Given problem.
Reproduce everything in the records below from the line containing "Here's a bet: you won't be able to pinpoint the bread" down to the line containing "512 0 800 531", both included and requests kept, and add -58 to every bounding box coordinate in the answers.

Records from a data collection
○ ○ ○ ○ ○

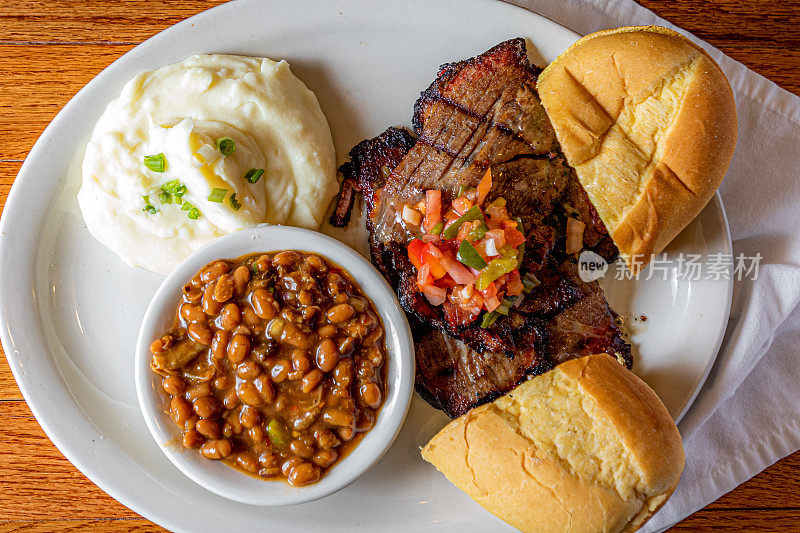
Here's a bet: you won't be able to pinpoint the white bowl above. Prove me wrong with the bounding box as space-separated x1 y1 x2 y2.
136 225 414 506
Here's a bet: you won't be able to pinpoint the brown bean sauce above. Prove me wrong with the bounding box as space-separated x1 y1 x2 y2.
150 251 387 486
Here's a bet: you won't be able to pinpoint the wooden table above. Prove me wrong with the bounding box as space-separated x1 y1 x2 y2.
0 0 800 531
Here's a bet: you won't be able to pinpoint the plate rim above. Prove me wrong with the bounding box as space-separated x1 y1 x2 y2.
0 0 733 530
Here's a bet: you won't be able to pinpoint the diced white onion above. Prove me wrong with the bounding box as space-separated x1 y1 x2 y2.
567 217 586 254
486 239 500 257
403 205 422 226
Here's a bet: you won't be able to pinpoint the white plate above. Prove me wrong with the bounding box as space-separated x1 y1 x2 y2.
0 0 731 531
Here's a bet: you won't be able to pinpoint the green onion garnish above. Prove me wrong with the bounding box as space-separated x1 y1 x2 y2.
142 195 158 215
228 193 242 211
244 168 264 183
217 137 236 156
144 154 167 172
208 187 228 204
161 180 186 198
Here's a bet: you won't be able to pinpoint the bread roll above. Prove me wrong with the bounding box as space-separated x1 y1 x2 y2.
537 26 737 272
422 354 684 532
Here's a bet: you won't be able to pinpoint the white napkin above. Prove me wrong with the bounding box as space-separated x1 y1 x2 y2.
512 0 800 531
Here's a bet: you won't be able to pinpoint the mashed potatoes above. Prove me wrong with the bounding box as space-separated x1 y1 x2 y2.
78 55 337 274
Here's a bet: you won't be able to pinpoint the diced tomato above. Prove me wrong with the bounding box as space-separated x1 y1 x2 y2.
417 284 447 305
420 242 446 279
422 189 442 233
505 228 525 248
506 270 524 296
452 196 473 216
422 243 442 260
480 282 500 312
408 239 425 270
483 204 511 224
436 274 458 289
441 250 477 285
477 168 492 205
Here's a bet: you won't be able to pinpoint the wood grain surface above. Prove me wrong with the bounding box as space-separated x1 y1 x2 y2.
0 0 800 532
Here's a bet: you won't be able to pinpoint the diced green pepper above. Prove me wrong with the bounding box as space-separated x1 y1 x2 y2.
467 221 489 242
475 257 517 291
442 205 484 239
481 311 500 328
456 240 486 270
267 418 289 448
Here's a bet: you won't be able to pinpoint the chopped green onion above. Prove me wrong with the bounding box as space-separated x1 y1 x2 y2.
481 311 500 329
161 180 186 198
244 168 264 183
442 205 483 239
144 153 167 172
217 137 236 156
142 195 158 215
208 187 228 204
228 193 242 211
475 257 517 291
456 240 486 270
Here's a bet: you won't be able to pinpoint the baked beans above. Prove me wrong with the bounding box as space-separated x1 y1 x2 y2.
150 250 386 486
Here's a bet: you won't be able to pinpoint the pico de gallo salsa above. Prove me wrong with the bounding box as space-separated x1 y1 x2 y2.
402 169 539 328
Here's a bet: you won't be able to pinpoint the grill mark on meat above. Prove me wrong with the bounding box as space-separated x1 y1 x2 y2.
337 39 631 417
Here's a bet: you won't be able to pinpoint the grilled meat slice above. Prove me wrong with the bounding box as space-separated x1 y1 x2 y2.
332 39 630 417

○ ○ ○ ○ ○

Task answer.
Here's a bet: you won't be able to pinpoint the bread roll above. Prove me wrong with the bounding box as space-separated x1 y1 x2 y2.
479 -32 679 214
364 296 626 474
Here's a bet: you won't be able to pinpoint the white napkin above. Prove me wrong with the bounding box as space-separated x1 y1 x2 y2.
454 -58 742 473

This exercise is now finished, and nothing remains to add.